» **TO DO**
1) List the countries that the Okinawa Prefecture passage names as lying relatively close to Okinawa.
2) Reproduce the Okinawa Prefecture passage between "On May 15, 1972, Okinawa" and "of considerable tension.", inclusive, substituting "friction" for "tension".
3) According to the Okinawa Prefecture passage, in what year was the Ryūkyū Kingdom abolished?

Okinawa Prefecture (Japanese 沖縄県; Okinawan Uchinā) is Japan's southernmost prefecture, and consists of 169 islands known as The Ryūkyū Islands or Ryūkyūs, in an island chain over 1000 km long, which extends southwest from Kyūshū (the southwesternmost of Japan's main four islands) to Taiwan, although the northern islands in the chain are part of Kagoshima Prefecture. Okinawa's capital, Naha, is located in the southern part of the largest and most populous island, Okinawa Honto, which is approximately half-way between Kyūshū and Taiwan. The disputed Senkaku Islands are also administered as part of Okinawa Prefecture.
The islands that now make up Okinawa Prefecture were formerly not part of Japan, but part of an independent nation called the Ryūkyū Kingdom. Okinawa's location in the East China Sea, and relatively close proximity to China, Japan, Taiwan, and the Philippines allowed the Ryūkyū Kingdom to become a prosperous trading nation. The many castle ruins that dot the island date from this period. However, in 1609 the Japanese Satsuma clan, who controlled the region that is now Kagoshima Prefecture, invaded. Following this invasion, although the Ryūkyū Kingdom remained nominally independent, it was effectively under the control of the Satsuma. In 1879, following the Meiji restoration, the Ryūkyū Kingdom was abolished and became Okinawa Prefecture.
Following the end of World War II and the Battle of Okinawa in 1945, for 27 years Okinawa was under US administration. During this time, Okinawa's currency was the US dollar, and the US military established numerous bases on Okinawa Honto and elsewhere.
On May 15, 1972, Okinawa once again became part of Japan, although to this day the US maintains a large military presence there: more than 50,000 US military personnel and dependents, including 17,600 Marines, are still based there. While they provide a source of revenue for the island's 1.3 million residents they are also a source of considerable tension.
See also History of Okinawa.

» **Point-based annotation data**
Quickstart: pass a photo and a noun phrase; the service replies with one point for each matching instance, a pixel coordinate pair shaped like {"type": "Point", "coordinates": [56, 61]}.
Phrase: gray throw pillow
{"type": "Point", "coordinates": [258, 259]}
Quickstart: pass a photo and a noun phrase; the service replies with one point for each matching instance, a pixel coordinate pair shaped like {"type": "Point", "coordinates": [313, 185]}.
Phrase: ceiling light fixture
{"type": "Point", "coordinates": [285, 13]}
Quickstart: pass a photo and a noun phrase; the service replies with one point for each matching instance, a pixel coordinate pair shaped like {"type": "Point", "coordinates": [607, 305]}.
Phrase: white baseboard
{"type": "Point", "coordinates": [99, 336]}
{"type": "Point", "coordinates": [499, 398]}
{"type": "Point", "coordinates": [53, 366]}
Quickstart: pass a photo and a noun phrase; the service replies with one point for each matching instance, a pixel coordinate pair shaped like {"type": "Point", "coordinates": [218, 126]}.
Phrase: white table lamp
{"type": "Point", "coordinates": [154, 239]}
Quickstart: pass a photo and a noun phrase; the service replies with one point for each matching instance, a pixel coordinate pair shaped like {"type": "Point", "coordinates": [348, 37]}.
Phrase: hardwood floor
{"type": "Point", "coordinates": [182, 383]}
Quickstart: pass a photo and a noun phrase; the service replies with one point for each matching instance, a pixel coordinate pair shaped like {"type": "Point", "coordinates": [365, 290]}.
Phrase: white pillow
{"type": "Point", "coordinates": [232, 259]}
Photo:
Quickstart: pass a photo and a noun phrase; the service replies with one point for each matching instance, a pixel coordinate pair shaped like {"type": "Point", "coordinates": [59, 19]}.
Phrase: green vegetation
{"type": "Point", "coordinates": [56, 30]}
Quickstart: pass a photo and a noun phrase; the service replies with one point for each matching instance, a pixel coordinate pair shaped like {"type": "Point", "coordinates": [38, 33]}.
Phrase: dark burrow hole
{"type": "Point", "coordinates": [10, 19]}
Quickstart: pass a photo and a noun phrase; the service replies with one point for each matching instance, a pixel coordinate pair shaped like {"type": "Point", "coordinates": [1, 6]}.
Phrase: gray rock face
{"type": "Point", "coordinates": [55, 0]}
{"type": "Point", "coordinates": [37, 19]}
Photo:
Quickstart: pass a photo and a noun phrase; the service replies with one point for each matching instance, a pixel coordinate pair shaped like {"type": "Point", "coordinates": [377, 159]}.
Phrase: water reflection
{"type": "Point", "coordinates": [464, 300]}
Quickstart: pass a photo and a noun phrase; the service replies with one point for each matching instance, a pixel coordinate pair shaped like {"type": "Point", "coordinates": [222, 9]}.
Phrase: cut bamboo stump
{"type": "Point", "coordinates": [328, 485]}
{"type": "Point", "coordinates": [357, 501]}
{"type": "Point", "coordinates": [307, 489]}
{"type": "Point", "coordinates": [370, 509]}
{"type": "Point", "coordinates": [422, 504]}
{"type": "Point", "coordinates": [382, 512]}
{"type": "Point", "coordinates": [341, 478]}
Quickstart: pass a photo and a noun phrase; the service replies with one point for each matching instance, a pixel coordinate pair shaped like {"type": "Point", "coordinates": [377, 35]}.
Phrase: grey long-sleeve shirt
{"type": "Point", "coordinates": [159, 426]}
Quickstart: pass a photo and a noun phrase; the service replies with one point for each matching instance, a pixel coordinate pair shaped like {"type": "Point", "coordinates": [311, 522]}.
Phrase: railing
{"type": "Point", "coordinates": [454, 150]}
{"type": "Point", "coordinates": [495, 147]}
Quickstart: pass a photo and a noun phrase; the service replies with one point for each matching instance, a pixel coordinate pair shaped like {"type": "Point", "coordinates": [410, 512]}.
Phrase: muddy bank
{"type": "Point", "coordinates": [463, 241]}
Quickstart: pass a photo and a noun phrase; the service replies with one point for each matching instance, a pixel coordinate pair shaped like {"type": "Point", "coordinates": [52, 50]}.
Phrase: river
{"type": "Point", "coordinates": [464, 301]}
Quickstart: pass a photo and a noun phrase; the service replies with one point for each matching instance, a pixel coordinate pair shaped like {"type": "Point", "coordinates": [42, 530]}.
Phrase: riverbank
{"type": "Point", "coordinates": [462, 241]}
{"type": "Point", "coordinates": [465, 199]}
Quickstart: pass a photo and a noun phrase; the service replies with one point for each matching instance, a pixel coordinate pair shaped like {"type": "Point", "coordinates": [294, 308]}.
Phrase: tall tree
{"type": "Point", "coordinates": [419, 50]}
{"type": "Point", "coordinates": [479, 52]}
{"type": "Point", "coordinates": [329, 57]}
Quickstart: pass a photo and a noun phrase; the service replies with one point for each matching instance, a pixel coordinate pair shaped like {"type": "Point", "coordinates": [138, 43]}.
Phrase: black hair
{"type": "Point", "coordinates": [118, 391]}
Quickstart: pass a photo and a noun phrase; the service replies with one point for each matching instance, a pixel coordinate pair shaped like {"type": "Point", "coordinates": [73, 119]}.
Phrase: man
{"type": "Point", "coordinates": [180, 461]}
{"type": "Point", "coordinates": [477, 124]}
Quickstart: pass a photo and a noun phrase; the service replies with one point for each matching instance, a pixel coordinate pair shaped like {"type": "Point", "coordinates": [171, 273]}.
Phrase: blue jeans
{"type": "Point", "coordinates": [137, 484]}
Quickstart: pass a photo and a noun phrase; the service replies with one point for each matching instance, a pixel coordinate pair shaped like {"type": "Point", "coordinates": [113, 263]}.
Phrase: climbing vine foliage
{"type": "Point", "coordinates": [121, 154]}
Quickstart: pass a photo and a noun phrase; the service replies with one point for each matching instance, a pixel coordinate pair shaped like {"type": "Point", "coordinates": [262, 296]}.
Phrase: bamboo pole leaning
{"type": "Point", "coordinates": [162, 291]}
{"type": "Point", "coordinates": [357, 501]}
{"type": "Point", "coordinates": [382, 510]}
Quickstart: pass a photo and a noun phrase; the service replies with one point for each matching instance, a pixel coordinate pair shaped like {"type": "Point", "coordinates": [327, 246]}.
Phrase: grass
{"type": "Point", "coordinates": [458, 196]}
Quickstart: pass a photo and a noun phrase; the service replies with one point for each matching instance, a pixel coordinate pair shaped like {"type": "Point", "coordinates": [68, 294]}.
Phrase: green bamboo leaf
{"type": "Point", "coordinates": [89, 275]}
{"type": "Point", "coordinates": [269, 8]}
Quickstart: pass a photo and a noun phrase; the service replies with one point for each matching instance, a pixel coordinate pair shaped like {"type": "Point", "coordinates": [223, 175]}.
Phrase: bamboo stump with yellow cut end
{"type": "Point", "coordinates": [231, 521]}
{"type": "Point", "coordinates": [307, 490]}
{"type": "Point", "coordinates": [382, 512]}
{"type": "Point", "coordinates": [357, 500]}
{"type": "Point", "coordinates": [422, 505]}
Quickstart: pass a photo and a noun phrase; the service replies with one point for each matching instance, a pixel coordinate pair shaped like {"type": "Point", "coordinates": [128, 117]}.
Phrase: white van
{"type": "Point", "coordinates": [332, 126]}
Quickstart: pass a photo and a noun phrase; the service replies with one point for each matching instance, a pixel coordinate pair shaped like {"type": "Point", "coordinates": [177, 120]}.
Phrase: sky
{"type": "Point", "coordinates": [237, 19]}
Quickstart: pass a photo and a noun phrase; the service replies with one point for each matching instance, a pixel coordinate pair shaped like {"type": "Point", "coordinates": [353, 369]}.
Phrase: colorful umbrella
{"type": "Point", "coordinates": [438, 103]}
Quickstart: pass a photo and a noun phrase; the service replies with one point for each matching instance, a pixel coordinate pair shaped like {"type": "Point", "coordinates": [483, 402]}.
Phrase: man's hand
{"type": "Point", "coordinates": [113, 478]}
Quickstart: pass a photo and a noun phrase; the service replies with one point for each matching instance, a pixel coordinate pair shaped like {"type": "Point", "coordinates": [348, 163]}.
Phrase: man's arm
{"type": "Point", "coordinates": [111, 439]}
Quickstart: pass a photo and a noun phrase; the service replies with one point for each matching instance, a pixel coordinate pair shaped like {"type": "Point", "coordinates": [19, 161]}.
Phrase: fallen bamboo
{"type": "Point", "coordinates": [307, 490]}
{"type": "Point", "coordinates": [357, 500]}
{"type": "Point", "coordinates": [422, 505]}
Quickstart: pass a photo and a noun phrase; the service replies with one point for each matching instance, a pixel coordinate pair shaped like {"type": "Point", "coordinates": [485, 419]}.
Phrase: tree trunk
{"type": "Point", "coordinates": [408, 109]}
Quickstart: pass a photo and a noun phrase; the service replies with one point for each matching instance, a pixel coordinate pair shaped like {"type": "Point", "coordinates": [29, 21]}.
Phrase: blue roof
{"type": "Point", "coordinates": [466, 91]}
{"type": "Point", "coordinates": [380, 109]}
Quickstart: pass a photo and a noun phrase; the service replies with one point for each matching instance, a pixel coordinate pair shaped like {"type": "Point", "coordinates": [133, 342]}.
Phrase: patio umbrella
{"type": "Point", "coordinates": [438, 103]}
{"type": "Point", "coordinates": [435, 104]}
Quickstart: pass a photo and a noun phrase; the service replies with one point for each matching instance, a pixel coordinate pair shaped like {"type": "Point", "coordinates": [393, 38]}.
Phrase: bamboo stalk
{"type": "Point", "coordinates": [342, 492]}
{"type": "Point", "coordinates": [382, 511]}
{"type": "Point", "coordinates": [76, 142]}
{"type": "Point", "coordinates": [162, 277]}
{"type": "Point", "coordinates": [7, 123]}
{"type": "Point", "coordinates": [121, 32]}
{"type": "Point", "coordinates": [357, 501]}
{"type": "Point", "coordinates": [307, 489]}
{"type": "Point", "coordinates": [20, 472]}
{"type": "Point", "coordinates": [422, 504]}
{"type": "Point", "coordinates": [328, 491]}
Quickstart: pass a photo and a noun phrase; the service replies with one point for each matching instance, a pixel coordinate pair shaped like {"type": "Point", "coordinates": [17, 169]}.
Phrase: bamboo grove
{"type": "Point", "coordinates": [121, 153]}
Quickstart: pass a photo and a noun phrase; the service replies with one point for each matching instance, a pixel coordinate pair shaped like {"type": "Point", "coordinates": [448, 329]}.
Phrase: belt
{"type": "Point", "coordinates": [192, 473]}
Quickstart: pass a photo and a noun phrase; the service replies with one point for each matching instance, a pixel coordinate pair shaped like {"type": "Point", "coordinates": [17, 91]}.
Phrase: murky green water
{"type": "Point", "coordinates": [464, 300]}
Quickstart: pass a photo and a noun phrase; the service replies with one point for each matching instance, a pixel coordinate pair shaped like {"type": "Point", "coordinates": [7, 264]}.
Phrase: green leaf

» **SOLUTIONS FOR EACH TASK**
1) China, Japan, Taiwan, the Philippines

2)
On May 15, 1972, Okinawa once again became part of Japan, although to this day the US maintains a large military presence there: more than 50,000 US military personnel and dependents, including 17,600 Marines, are still based there. While they provide a source of revenue for the island's 1.3 million residents they are also a source of considerable friction.

3) 1879